* **Задание**
Сосчитайте строки записей ниже, в которых встречается слово «light». В ответе укажите только число.
'''
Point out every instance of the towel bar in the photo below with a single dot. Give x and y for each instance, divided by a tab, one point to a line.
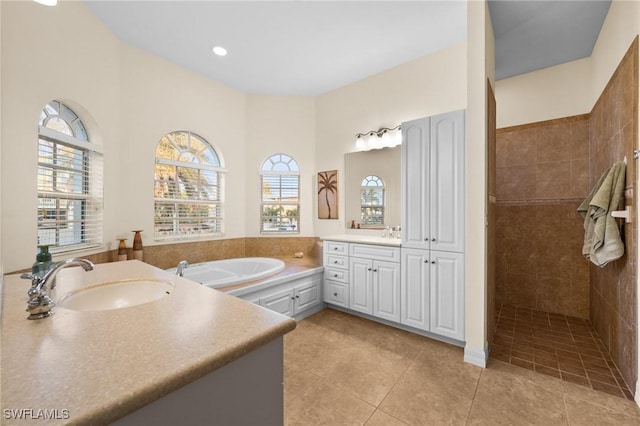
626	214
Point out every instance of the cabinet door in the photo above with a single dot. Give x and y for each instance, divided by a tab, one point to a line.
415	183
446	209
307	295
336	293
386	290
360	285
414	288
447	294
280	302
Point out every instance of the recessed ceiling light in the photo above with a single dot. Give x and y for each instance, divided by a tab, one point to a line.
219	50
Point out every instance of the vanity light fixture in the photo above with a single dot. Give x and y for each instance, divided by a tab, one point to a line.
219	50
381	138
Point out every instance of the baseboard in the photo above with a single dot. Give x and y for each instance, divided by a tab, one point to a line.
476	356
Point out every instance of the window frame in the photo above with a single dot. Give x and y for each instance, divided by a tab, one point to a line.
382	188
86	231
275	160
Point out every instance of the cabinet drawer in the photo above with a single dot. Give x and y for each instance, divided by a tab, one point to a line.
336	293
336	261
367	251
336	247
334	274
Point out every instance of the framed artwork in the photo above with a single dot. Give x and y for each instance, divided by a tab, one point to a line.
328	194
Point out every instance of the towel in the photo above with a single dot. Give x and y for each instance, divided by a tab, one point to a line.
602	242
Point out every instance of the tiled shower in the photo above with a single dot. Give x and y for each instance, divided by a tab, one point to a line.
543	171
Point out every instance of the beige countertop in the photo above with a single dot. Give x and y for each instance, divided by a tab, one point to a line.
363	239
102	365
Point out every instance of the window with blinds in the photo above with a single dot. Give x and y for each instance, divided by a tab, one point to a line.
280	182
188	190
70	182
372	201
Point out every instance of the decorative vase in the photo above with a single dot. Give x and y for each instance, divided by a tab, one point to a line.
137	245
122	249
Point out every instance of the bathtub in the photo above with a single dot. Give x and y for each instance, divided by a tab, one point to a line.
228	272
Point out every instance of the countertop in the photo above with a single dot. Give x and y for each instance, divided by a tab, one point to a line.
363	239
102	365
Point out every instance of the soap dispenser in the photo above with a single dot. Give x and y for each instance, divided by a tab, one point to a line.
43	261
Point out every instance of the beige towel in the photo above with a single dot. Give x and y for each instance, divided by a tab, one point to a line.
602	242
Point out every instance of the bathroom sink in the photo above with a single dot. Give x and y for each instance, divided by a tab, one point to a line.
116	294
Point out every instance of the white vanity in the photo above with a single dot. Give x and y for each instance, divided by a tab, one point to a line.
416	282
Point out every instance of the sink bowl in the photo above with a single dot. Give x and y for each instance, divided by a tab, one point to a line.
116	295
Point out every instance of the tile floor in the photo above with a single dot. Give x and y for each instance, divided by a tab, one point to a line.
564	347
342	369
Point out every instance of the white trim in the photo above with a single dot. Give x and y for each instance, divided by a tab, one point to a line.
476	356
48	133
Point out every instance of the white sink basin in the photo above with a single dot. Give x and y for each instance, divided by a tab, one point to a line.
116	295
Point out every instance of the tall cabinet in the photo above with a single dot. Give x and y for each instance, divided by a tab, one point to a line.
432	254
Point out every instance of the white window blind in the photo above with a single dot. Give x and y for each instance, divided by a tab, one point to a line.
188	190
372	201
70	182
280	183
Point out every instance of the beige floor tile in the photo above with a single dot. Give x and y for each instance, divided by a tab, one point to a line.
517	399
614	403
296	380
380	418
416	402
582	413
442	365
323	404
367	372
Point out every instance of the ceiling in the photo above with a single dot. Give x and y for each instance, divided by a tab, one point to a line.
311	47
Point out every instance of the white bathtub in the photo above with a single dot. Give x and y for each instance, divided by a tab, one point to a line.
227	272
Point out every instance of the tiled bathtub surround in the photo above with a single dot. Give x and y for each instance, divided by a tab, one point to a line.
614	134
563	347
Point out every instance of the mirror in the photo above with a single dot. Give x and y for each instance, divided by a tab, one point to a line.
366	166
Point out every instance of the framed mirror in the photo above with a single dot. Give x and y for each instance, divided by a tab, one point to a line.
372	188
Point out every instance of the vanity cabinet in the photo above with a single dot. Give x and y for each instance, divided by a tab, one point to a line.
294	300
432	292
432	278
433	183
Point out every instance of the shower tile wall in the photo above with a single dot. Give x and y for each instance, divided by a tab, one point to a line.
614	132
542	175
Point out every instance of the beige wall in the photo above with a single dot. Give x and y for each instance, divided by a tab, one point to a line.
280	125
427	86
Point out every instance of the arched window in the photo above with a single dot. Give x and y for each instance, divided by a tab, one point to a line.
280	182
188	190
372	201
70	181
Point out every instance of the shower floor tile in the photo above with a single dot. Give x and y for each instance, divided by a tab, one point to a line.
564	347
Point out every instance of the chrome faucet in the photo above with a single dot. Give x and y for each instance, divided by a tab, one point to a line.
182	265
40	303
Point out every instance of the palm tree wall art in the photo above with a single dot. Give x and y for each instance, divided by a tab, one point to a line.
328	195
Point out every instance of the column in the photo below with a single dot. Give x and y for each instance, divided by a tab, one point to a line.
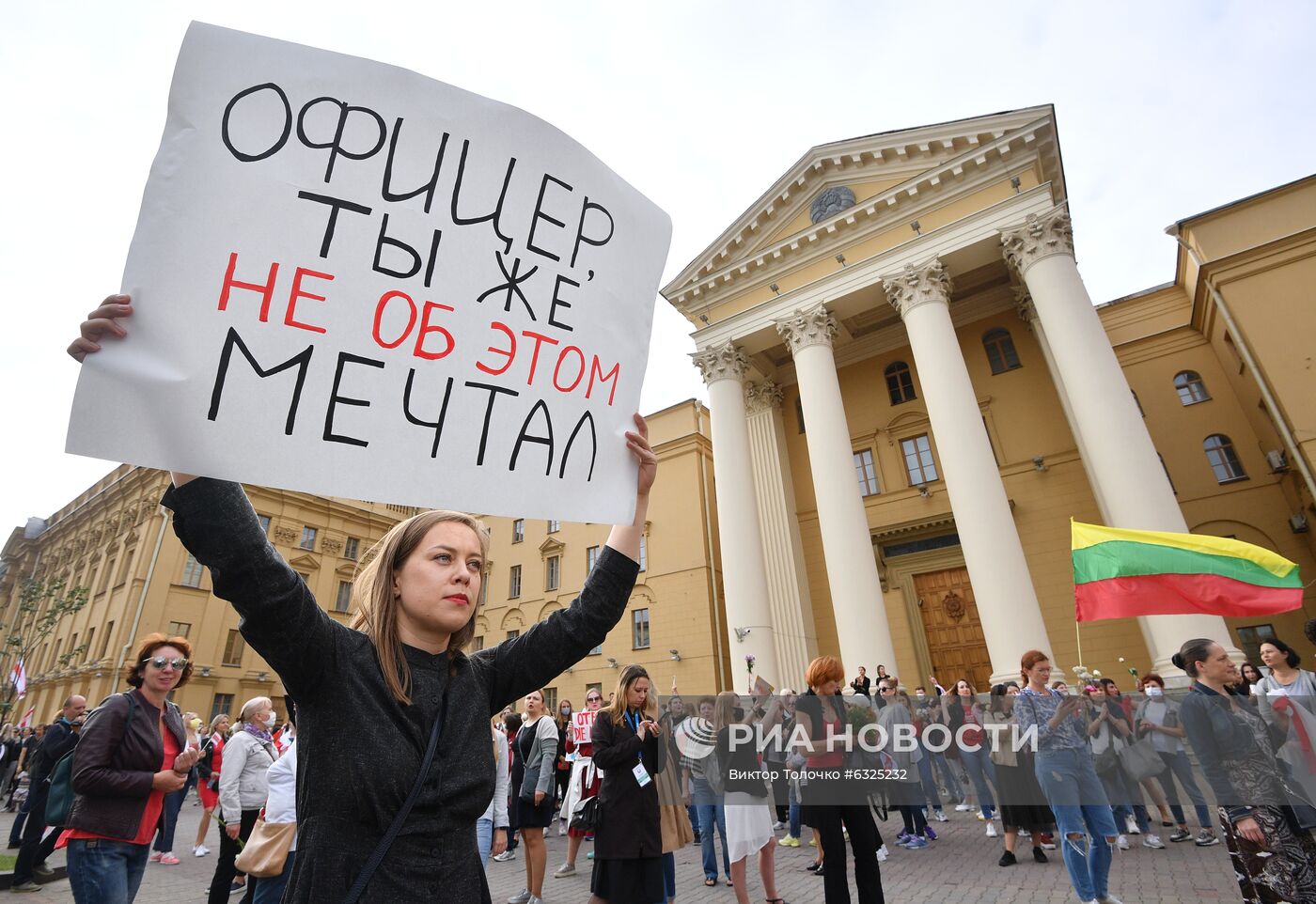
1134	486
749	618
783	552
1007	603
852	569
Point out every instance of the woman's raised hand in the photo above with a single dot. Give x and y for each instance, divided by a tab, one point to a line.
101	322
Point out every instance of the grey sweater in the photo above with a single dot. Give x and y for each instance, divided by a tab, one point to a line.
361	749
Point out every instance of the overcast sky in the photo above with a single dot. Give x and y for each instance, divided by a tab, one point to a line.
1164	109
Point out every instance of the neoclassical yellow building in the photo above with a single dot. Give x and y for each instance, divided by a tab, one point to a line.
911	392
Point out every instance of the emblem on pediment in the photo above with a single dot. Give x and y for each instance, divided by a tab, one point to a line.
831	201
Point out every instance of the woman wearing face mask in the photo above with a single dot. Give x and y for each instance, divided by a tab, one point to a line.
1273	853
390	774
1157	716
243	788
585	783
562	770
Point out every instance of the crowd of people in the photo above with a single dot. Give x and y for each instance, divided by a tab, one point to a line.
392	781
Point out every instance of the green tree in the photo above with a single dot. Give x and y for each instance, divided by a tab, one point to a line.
'''
'''
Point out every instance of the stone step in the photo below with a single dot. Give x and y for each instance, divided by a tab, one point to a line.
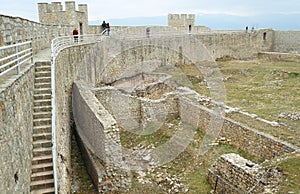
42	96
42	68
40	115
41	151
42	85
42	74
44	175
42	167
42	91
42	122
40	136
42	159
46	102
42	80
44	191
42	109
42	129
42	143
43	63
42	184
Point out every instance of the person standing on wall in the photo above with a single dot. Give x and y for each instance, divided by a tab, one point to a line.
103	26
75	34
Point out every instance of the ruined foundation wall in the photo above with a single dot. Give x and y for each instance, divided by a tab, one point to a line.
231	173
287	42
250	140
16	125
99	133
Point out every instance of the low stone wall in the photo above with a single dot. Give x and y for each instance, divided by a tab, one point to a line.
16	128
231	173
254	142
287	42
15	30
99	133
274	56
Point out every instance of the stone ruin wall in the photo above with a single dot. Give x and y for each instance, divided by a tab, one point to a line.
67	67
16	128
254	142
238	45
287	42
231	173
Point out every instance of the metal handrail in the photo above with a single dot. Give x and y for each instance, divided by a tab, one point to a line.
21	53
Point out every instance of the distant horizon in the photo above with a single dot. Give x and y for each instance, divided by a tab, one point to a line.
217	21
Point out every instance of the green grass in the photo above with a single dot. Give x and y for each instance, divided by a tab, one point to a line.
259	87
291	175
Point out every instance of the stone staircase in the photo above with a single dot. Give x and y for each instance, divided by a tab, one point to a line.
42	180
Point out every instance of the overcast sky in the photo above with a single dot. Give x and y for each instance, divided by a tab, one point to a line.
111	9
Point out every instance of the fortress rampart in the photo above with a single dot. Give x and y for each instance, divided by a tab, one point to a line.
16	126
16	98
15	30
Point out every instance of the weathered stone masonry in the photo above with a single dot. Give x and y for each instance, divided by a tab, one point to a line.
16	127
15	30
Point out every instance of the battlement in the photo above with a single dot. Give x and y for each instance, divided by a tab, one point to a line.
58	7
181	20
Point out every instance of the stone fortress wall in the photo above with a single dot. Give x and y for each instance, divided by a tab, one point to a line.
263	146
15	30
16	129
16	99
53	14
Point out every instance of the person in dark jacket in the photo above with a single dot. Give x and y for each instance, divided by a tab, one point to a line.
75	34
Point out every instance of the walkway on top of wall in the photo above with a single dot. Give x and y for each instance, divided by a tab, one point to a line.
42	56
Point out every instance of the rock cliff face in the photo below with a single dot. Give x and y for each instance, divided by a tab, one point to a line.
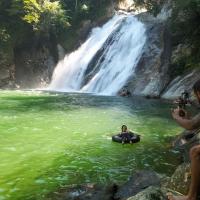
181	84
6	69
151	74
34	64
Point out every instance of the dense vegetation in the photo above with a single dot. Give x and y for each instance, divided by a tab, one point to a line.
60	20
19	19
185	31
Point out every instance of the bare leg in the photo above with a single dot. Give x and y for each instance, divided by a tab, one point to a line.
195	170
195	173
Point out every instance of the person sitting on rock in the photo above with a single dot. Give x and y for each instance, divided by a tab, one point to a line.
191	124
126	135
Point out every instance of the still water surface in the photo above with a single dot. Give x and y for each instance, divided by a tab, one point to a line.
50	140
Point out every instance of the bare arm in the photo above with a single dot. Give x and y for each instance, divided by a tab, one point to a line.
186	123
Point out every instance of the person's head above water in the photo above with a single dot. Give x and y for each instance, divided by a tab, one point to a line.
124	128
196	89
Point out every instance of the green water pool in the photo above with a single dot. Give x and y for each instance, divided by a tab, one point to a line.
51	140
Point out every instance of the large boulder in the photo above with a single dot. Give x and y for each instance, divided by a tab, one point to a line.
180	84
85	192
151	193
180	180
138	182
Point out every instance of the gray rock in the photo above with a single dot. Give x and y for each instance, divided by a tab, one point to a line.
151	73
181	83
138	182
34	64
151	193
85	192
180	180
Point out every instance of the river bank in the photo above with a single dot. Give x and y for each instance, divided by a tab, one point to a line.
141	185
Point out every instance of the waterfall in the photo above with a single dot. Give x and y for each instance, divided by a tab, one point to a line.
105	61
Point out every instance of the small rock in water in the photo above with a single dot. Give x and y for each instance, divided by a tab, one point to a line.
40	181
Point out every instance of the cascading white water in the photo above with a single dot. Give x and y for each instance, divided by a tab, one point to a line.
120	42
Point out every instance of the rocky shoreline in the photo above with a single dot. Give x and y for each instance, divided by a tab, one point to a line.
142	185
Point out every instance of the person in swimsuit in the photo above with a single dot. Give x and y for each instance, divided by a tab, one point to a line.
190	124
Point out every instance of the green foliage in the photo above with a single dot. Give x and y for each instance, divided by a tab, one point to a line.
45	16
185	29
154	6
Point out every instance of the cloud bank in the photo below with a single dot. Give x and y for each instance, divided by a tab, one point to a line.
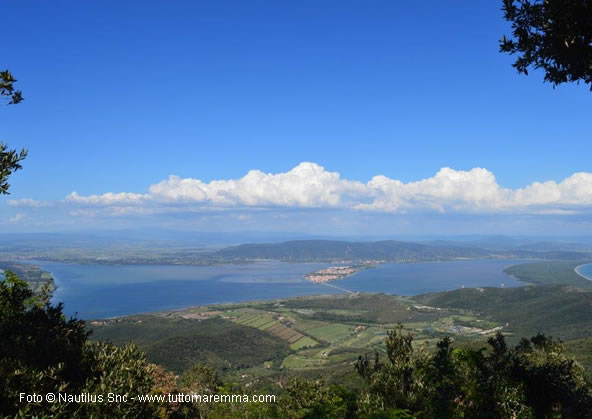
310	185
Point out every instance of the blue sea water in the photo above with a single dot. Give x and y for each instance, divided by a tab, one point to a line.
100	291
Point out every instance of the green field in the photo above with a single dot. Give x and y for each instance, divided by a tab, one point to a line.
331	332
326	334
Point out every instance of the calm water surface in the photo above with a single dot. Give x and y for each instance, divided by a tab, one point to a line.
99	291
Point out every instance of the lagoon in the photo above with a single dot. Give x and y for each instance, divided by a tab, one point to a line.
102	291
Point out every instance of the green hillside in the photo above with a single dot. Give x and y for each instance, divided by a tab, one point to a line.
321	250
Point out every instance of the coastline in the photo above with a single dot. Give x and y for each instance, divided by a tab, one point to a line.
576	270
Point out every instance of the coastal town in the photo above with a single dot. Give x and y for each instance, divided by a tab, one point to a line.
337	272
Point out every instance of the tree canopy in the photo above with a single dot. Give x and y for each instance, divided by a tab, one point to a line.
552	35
'''
* **Ответ к задаче**
2